** LISTED RECORDS follows **

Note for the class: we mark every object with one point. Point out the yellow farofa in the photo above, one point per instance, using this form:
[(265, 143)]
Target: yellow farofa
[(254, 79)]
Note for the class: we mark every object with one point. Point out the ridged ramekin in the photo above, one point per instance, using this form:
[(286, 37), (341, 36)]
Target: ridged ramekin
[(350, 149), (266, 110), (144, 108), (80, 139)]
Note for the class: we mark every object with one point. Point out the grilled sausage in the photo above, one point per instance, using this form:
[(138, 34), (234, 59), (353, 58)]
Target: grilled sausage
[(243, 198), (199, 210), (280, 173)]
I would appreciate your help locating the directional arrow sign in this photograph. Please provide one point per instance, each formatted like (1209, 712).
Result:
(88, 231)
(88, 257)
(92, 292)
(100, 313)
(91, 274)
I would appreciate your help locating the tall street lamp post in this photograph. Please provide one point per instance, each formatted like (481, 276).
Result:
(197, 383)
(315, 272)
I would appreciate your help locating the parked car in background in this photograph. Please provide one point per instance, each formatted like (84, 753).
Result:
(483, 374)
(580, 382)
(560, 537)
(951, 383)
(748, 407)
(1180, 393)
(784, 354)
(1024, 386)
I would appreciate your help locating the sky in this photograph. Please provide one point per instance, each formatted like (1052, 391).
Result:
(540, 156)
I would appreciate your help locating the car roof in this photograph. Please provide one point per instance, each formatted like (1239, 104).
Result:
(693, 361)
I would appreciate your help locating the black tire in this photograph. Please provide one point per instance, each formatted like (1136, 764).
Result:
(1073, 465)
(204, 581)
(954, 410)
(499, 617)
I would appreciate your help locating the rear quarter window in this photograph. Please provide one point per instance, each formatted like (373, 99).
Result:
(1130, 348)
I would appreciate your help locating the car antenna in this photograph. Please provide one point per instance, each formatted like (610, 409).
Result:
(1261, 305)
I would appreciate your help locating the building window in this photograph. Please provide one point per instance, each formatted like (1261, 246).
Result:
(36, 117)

** End of LISTED RECORDS **

DIRECTIONS FOR THIS TASK: Count, in the records above, the lines that contain the word "window"; the answer is that number alone.

RESULT FOR THIS EXERCISE: 2